__Written exercise__
Swap "entirely" for "completely" wherever it occurs in the lines below, and reproduce all the lines with no other change. Omit the pictures from your answer.

__Record list__

_ _ _ _ _ _ _

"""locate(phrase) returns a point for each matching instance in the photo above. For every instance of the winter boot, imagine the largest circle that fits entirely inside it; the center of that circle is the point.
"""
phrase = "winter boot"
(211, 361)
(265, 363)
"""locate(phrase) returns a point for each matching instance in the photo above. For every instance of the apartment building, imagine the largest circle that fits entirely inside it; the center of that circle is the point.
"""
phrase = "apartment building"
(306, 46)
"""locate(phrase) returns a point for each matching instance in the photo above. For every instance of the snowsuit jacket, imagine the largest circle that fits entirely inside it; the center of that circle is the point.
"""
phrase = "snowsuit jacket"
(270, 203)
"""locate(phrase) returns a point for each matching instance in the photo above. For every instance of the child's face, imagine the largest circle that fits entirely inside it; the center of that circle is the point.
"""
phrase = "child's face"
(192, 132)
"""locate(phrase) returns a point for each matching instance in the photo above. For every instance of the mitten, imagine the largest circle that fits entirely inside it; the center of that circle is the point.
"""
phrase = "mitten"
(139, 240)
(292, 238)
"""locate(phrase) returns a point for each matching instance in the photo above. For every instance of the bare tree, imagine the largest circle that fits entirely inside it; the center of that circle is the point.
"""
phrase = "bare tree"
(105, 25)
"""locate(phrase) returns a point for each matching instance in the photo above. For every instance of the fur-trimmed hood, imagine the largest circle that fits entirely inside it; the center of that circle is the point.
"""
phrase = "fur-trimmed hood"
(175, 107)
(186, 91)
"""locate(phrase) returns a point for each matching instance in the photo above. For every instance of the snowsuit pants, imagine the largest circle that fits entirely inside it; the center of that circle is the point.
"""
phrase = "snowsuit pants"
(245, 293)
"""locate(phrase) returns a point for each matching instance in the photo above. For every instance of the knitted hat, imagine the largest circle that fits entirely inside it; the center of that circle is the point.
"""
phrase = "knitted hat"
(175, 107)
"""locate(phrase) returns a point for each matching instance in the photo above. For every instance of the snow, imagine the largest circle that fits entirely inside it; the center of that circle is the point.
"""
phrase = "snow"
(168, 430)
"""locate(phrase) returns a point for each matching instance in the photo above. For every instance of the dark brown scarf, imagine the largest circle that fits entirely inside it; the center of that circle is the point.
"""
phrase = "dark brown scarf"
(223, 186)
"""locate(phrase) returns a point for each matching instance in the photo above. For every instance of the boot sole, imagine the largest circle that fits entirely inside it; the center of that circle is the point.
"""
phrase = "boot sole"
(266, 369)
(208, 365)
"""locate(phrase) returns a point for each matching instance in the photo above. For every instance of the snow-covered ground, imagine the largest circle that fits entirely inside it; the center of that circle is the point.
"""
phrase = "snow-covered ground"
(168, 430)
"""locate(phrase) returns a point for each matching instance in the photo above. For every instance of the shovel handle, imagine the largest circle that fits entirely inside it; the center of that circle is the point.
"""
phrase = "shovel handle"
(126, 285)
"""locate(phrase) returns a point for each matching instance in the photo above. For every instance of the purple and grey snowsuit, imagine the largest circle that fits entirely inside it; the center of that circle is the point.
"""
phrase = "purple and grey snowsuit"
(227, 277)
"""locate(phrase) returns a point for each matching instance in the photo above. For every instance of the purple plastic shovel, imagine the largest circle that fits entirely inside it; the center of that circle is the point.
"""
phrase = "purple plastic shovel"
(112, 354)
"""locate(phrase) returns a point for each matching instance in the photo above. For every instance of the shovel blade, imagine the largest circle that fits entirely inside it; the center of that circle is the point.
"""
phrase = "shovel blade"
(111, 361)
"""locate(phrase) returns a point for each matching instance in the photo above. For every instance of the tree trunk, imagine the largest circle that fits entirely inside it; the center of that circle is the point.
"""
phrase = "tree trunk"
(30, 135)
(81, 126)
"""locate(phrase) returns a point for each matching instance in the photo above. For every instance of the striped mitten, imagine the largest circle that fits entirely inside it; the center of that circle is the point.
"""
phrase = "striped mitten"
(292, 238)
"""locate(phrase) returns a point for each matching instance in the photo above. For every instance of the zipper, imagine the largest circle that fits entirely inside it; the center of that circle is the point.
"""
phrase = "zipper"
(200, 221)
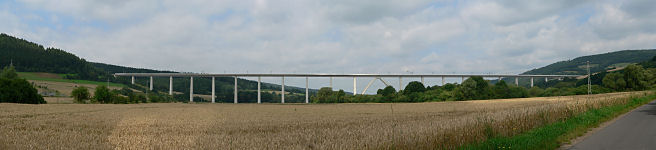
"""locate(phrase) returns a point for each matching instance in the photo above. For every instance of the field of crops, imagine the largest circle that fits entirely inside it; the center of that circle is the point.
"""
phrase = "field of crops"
(275, 126)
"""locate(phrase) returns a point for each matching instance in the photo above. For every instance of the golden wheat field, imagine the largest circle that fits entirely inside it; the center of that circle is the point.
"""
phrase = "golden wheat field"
(276, 126)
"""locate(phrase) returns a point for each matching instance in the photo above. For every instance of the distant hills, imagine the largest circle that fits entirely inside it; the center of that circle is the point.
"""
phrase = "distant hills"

_ _ _ _ _ _ _

__Task result__
"""locate(phrase) returns a point for each matching instance in the photo above. For every instance of the winter boot, imagine the largest circle that fits completely inside it; the center of that circle is the point.
"""
phrase = "winter boot"
(211, 361)
(265, 363)
"""locate(phrase) returns a point for each matching instance in the photo above. For every instance of the apartment building, imagine the largest circle that fits completely inside it; the center of that circle is the point.
"""
phrase = "apartment building"
(306, 46)
"""locate(phrase) returns a point for each matching instance in the photo above. For every instance of the snowsuit jacket, imagine the largest circle that fits completely inside it; the center of that circle is the point.
"""
phrase = "snowsuit jacket"
(270, 203)
"""locate(phrase) returns a point for each matching instance in the photo above. For every instance of the child's face, imagine the largest circle that fits completely inside it; the center of that circle is the point.
"""
phrase = "child's face"
(192, 132)
"""locate(phrase) returns a point for each matching instance in the photo above. For every instance of the mitten, imagine the largest circle that fits completely inside it; the center of that circle is the point.
"""
phrase = "mitten"
(139, 240)
(292, 238)
"""locate(phrase) returns a point for each matching instance in the photo above. For every instance of the bare tree, imagine the largest circle that fits completely inside it; the center of that circle is the point.
"""
phrase = "bare tree"
(105, 25)
"""locate(phrase) returns a point for each matching instance in the photo above. For every instance of the fur-trimmed hood, imagine the largest circle that fits completely inside it; the center of that circle is the point.
"""
phrase = "fur-trimmed hood"
(175, 107)
(186, 91)
"""locate(phrase) returns a point for each matching instance in the photo above. For every instance of the snowsuit pants, imagine the largest circle that fits completely inside it; the center of that circle is the point.
"""
phrase = "snowsuit pants"
(245, 293)
"""locate(phrase) returns a point for each matching instance in the photo above. For every instance of the knitted hat, imagine the largest circle that fits completely inside it; the center of that circle is the point.
"""
phrase = "knitted hat"
(175, 107)
"""locate(phrase) returns a point for each matching instance in the photo above. For every instance of the snow, imagine the largest circle that fits completely inside it; the center of that circle is the point.
"""
phrase = "snow"
(168, 430)
"""locate(phrase) returns a point for each matching instance in the photo above. For every instance of the dark brown scarf, imagine the largest circle that fits completely inside it; the center of that circle is the point.
"""
phrase = "dark brown scarf"
(223, 186)
"""locate(phrase) returns a point for each matching instance in the photo above. For every instance of the boot sole, imagine the largest circle that fits completely inside it; the center of that circle is the point.
"""
phrase = "boot sole"
(266, 369)
(208, 365)
"""locate(phrase) returns a point for each matching instance in the photo above. For every instance of the snow-covered ground, imagine the largest circle that fits completely inside it; the center of that circle is the point.
"""
phrase = "snow-covered ground"
(168, 430)
"""locate(phrase) returns a point for each matching instance in the photo above. For every instance of the shovel handle, imagine the largest circle that fits completely inside it; the center of that circle is the point.
"""
phrase = "shovel handle"
(126, 285)
"""locate(phrase) returns a point for each matching instance in the photo above. For every instance of the purple and grey snowsuit, imagine the largest circle that fits completely inside it; the center of that circle is the point.
"""
phrase = "purple and grey snowsuit"
(227, 277)
"""locate(phrase) returns a point for each matching instance in the photo above. For every instance of the purple plastic shovel, imagine the largest circle that fits completely inside it; the center of that circle is the point.
"""
phrase = "purple plastic shovel"
(112, 354)
"""locate(phrase) returns a point for each matching instance in the photo above. For every instance of the shovel blade, imagine the largest circle that fits completely inside it; the center of that circle is the point.
"""
phrase = "shovel blade"
(111, 361)
"""locate(phrase) returns a point for each matching instance in the photo above. For every instance of the tree trunk, imagine the largest circle that fits completely inside it; the center of that circle is the point.
"""
phrase = "tree trunk"
(30, 135)
(81, 126)
"""locate(phrase) returns a point for each matching instance in the photo above. For every instance of the striped mitten, imagine the largest circle that fits completely inside it; the center of that circle is the point.
"""
phrase = "striped mitten"
(292, 238)
"""locate(phrase) returns a point for each matching instance in the photo above. For every instance of the zipper, imagine the largest circle that fits completely inside it; the center of that circle is the point.
"""
phrase = "zipper"
(200, 221)
"""locate(phrase) returns a point for each matching instance in the photo above. For every instance of the field of crops, imagine the largest circle that fits completely inside it; the center of that circle is the point.
"""
phrase = "field of crops"
(275, 126)
"""locate(phrase) returns a point for each matching instance in the photo above. For every instance of the golden wheat field, imagine the largest circle that fits completely inside it; the center of that circle is the point.
"""
phrase = "golden wheat field"
(276, 126)
"""locate(phrase) returns a point for each matching instance in the photo above. For every instance of the distant hills, imagine the largest circle that fits completely inside it; the center of that circle is the point.
"""
phrase = "distant hills"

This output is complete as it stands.